ACTIVITY — Print this span of the material below exactly: the line with "the white wall", the line with "the white dresser", and every line between them, but nothing else.

ENTRIES SUPPLIED —
··········

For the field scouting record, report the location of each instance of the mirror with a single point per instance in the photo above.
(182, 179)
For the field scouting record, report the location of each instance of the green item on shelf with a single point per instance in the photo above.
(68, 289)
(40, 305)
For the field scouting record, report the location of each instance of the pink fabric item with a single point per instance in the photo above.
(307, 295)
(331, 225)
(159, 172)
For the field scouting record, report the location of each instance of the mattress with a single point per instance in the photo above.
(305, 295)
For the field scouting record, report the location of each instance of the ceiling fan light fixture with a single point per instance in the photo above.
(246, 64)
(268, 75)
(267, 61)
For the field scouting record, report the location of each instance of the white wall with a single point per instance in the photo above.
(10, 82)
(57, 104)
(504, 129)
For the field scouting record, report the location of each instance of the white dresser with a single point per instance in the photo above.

··········

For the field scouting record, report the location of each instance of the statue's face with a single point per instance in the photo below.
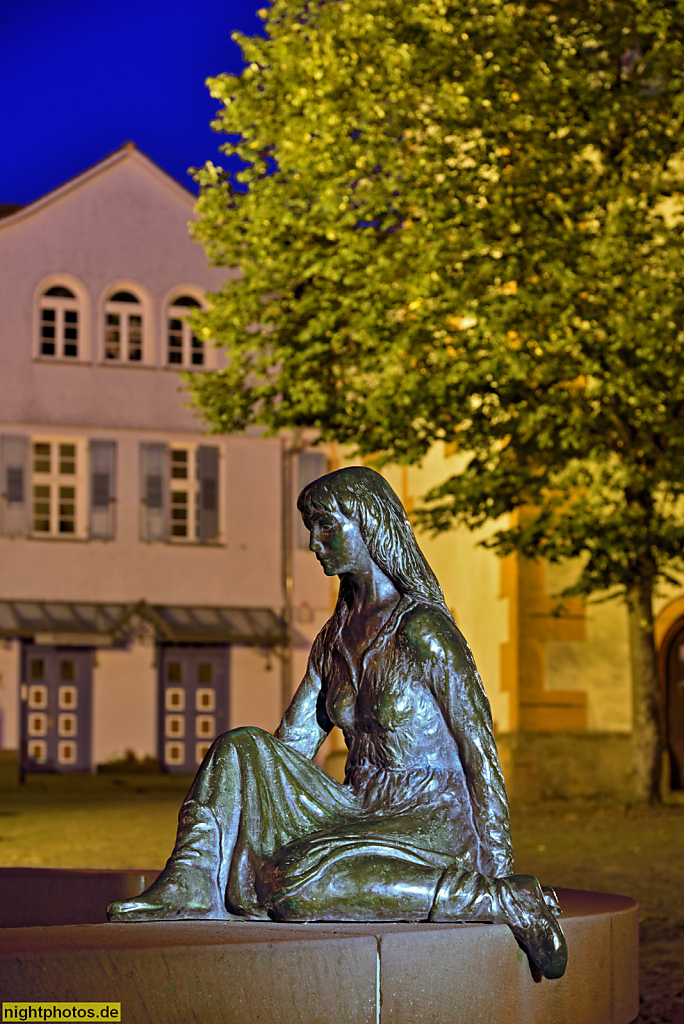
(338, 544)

··········

EXERCISE SOLUTION —
For the field scouting record, report the location of each instance of the white wall with a single point per instance in the photo above.
(10, 82)
(57, 104)
(504, 129)
For the field scouting record, report the location of each instance of the white dresser with a single point per instance in the photo above.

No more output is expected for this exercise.